EXTRACT
<<<<

Irrevocable Medicaid Qualifying Trust
As with other gifting strategies, an Irrevocable Medicaid Qualifying Trust will permit the parents to protect and preserve their assets should long term community or nursing home care be required. With proper drafting, the gifted property held in the trust should remain eligible for available tax benefits and can also be protected in the event a child faces legal and/or financial difficulties. In order for the trust assets to be viewed by Medicaid as unavailable to the parent, (1) the trust must be irrevocable and (2) the parent/settlor may not serve as trustee. Furthermore, any principal or income that pursuant to the terms of the trust can be distributed by the trustee to the parents will be considered available for Medicaid purposes.
When creating a Medicaid Qualifying Trust, the goal should always be to protect assets while maximizing available income and estate tax benefits, such as the Section 121 exclusion, star exemption, and veteran’s benefits. In many situations, it may be beneficial to construct the trust in a manner that will allow the transfers to be treated as a completed gift for Medicaid purposes, but as an incomplete gift for tax purposes. In other situations, it might be beneficial to structure the transfer as a completed gift for both Medicaid and tax purposes. Such circumstances may include the scenario where the total value of the estate is in excess of the applicable state and/or federal estate tax exemption levels or where the basis of the transferred property is high, and a later sale utilizing the carryover basis would not result in significantly increased capital gains taxes. Another circumstance where a completed gift might be beneficial is where the asset generates significant income for the settlor, which could be detrimental in the event the settlor enrolls in Medicaid at some point in the future.

>>>>

EXTRACTED RECORDS
<<<<

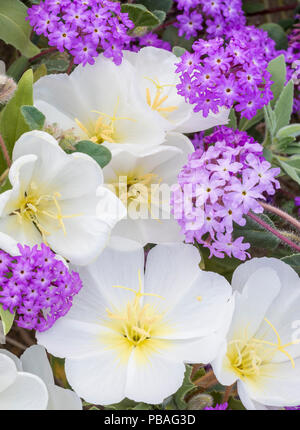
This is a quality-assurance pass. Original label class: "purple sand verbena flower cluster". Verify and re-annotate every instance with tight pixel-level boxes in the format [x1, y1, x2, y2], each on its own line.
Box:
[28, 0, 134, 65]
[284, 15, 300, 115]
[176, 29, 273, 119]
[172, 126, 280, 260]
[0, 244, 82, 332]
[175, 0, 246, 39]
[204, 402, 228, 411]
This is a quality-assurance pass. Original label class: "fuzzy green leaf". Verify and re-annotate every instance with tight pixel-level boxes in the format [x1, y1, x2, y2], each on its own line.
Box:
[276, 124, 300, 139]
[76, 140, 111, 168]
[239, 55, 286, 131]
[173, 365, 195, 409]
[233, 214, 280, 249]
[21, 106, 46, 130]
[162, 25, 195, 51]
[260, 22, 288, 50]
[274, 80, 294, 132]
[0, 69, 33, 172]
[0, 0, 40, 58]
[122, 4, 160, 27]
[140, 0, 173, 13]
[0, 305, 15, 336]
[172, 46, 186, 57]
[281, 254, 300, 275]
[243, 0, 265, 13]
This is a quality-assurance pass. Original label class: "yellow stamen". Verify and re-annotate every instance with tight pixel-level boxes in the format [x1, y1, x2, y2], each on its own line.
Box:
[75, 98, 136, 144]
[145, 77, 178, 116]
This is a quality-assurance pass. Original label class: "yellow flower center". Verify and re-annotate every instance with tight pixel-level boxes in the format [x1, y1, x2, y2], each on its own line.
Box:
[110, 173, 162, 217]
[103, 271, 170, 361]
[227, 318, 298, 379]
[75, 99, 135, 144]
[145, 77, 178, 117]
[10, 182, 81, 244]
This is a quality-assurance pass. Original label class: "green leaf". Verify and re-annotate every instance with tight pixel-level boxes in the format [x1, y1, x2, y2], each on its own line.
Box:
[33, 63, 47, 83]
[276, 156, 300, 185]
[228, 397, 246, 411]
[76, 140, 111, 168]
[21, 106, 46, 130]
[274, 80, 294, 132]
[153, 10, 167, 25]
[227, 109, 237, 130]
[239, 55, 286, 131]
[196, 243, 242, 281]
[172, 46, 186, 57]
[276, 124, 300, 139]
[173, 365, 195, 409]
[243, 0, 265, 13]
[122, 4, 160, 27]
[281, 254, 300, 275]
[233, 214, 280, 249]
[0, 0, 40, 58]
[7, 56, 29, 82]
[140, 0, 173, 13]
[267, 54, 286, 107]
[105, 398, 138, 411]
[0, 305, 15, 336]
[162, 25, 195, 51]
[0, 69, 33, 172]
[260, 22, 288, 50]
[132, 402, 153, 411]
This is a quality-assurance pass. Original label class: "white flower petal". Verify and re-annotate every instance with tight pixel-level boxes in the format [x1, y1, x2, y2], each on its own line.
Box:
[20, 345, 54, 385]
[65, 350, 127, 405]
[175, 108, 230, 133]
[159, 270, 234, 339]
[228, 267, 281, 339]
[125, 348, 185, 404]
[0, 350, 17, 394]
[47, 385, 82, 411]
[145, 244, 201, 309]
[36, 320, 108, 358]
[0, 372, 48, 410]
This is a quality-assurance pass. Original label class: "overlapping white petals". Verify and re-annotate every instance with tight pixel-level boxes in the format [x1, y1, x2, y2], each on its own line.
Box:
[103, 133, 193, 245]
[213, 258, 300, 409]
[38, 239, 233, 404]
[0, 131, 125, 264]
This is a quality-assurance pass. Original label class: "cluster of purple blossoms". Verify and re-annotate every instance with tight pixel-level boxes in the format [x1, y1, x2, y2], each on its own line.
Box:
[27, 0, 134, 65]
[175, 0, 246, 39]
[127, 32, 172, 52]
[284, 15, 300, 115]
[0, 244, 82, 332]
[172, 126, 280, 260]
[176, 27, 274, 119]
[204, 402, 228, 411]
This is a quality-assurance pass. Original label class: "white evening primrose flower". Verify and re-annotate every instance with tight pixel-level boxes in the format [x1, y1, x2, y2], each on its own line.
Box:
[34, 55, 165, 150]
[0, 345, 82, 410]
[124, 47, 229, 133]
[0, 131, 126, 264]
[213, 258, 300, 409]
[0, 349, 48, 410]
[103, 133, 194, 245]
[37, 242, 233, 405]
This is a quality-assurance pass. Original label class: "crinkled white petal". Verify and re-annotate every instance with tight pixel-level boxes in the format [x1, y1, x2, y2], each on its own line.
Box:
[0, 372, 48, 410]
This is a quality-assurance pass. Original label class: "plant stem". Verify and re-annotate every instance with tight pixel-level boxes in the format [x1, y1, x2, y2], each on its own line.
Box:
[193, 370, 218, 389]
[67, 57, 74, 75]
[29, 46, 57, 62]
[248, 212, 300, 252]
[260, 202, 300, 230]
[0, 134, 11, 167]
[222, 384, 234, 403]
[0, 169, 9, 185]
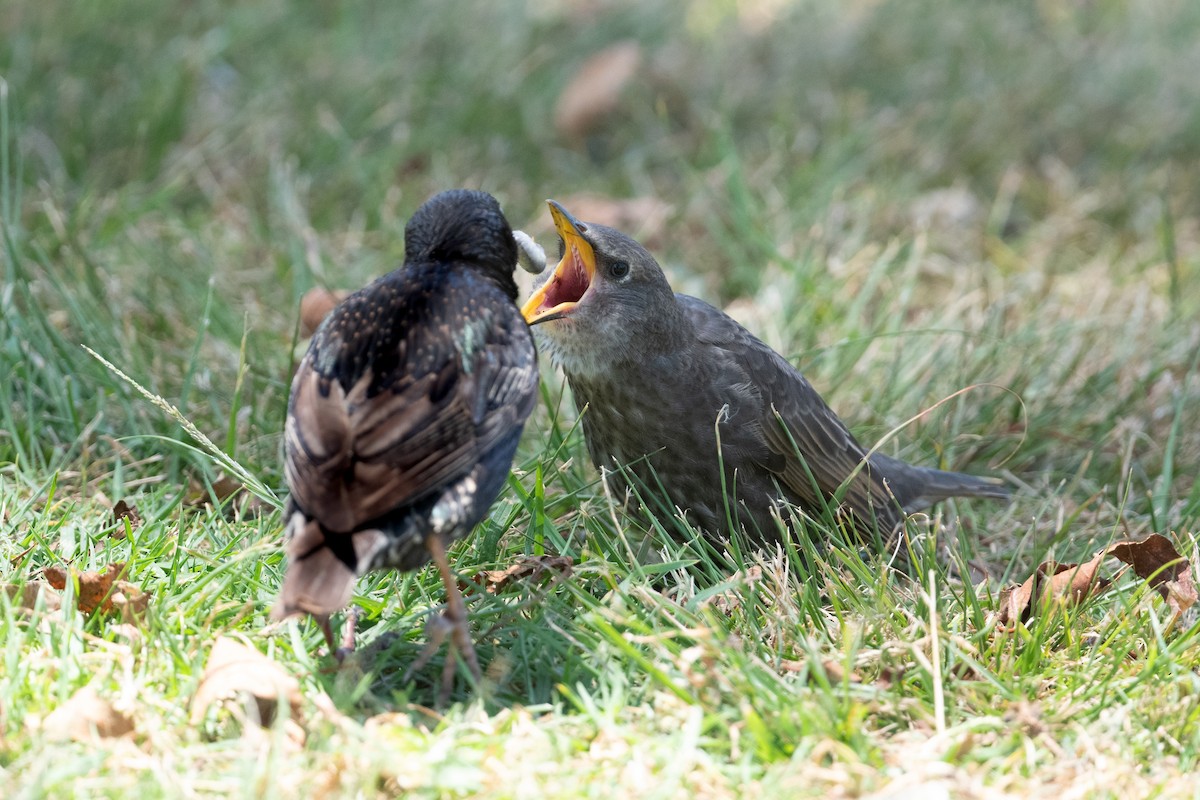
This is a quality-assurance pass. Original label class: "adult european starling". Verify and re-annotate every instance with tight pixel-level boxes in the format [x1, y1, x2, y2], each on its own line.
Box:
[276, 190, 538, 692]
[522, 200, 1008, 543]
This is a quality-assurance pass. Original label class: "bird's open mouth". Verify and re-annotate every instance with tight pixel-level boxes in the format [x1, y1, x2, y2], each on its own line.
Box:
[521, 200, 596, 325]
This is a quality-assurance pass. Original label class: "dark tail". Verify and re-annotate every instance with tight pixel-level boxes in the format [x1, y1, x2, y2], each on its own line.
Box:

>>>>

TASK LIST
**A.** According to the text on Medicaid qualifying trusts, what two conditions must be met for Medicaid to view trust assets as unavailable to the parent?
**B.** Resume the text on Medicaid qualifying trusts from the point where it stops.
The material has no connection to the text on Medicaid qualifying trusts.

ANSWERS TO THE EXERCISE
**A.** The trust must be irrevocable, and the parent/settlor may not serve as trustee.

**B.**
Individuals with significant assets may, with the aid of counsel, determine that it is beneficial to establish two or more trusts whereby certain assets, such as those with a high basis or those that generate significant income, are transferred out of their names for both estate tax and Medicaid purposes while other assets, such as a residence and those assets with a low tax basis remain part of their estate for estate and income tax purposes. The drafting attorney should also consider including other important estate tax planning techniques for inclusion in the trust, such as bypass/credit shelter provisions, if applicable.
Establishing a viable plan to protect and preserve assets involves the development of a comprehensive strategy both from an elder care and tax planning perspective. A plan cannot be designed and executed without consideration of both the tax and non-tax implications. In many situations, a properly drafted Medicaid Qualifying Trust will be the most effective way to achieve all of the planning objectives.
This article first appeared in the February 2014 edition of the Nassau Lawyer and is reprinted with permission by the Nassau County Bar Association.